[SUPPLIED ENTRIES]
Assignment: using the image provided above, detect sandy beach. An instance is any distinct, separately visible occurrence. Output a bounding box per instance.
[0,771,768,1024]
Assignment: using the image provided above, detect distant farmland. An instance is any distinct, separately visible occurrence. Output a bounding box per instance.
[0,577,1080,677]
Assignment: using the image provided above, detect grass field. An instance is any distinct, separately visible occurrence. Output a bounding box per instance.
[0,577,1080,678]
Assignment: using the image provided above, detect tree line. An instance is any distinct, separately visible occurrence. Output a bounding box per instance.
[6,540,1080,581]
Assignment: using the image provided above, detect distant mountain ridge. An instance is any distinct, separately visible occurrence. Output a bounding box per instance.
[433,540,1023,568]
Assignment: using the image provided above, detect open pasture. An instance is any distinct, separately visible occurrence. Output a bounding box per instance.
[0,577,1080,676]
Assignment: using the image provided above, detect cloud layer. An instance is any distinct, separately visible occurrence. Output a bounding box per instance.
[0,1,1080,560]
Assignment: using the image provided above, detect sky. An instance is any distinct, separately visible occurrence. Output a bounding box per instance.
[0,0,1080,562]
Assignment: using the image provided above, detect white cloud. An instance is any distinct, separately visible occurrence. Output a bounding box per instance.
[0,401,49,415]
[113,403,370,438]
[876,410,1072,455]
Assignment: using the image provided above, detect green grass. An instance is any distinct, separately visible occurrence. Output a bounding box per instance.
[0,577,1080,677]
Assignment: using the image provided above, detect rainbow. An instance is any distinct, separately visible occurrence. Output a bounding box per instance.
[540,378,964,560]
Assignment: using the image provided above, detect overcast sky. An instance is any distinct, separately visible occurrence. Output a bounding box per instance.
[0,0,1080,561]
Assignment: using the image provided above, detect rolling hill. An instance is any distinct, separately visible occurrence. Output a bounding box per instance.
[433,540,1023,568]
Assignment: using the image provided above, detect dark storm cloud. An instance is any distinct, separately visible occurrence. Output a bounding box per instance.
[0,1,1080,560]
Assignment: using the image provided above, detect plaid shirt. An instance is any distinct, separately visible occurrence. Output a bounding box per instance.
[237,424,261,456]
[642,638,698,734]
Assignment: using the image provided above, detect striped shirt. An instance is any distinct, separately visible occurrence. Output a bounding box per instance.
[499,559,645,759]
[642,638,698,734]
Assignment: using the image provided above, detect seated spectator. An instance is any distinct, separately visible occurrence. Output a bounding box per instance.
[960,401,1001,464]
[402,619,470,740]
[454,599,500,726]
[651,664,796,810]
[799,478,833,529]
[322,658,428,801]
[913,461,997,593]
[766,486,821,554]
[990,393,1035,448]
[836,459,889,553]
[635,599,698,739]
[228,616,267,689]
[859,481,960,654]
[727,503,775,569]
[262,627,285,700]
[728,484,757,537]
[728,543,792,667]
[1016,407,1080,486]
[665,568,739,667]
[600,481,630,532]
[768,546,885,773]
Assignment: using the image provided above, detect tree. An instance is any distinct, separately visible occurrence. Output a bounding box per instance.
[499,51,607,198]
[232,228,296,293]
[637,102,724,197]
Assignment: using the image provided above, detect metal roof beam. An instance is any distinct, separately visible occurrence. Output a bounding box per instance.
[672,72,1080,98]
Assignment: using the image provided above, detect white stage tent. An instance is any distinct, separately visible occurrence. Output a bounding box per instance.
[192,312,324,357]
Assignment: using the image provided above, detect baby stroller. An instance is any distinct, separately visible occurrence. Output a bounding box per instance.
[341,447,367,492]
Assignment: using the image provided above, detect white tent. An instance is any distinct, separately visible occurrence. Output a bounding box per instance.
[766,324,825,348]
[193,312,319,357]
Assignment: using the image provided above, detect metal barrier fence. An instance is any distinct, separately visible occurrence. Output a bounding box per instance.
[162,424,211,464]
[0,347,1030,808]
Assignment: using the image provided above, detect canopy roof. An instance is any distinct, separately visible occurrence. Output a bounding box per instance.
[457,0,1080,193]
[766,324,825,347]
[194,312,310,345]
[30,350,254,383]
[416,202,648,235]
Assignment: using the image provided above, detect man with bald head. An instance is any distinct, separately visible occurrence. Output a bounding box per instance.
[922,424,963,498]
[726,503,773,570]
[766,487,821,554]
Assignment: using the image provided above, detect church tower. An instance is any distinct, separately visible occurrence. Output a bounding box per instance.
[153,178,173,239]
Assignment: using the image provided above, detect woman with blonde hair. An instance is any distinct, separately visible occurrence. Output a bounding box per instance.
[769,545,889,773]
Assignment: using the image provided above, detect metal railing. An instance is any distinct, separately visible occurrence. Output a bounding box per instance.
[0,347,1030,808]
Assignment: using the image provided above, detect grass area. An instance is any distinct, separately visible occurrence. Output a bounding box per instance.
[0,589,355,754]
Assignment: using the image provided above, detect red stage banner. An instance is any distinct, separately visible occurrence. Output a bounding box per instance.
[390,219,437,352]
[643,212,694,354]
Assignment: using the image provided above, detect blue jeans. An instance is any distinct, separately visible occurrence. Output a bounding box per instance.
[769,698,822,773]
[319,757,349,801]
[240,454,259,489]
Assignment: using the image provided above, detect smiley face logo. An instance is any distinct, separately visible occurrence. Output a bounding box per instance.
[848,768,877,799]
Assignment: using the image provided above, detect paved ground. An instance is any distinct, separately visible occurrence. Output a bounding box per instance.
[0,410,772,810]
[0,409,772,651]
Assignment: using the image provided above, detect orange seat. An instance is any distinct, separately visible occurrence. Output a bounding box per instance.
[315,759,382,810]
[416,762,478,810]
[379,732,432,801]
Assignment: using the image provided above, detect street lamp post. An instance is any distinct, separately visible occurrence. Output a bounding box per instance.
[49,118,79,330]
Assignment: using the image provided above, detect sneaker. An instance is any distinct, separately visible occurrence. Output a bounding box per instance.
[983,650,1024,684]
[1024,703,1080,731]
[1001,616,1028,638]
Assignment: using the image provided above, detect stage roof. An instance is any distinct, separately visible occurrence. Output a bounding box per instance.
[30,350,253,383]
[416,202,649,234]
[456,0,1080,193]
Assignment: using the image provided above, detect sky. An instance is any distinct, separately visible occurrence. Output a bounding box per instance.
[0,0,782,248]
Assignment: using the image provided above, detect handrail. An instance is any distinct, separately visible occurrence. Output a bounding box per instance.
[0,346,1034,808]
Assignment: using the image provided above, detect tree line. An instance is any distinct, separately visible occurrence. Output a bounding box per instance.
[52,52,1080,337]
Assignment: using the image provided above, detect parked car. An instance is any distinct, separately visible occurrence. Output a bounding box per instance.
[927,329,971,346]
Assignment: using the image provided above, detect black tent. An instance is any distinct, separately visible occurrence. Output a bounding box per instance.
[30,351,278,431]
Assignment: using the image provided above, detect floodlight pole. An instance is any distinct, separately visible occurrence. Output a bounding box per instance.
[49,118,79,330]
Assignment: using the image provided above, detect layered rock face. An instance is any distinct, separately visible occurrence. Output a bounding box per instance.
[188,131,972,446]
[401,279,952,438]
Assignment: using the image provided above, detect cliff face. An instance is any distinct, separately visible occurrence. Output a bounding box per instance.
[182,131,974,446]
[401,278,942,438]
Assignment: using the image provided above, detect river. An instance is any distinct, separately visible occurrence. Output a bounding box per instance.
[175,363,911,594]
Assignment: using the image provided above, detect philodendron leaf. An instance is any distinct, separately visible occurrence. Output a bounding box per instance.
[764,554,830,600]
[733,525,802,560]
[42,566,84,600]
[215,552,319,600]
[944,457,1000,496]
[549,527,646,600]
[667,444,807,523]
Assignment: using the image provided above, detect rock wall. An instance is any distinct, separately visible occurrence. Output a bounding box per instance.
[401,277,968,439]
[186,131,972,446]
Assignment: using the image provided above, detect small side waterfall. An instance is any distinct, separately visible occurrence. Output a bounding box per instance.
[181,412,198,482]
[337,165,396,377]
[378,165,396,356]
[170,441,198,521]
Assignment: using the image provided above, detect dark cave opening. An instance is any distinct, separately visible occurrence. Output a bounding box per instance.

[PROBLEM DESCRIPTION] Rewrite the records from the line containing "Assignment: using the image provided above, detect cliff" through the line containing "[667,444,807,523]", both lines included, as a numbered list with blank lines omitted.

[ANSWER IN FULL]
1. Assignment: using the image provided above, detect cliff face. An instance is any distinct, separately visible occurrence. Output a bounding box per instance.
2. [182,131,974,446]
3. [401,278,942,438]
4. Assignment: using the image provided above, detect river. An instance is any distinct, separately visible occurrence. Output a bounding box per instance.
5. [175,363,911,594]
6. Assignment: using the image provided above, detect philodendron leaf. An instance is any distinct, separately visible occurrence. Output a bounding box per instance.
7. [764,554,830,600]
8. [733,525,802,560]
9. [42,566,84,600]
10. [215,552,319,600]
11. [944,457,1000,496]
12. [549,527,646,600]
13. [667,444,807,523]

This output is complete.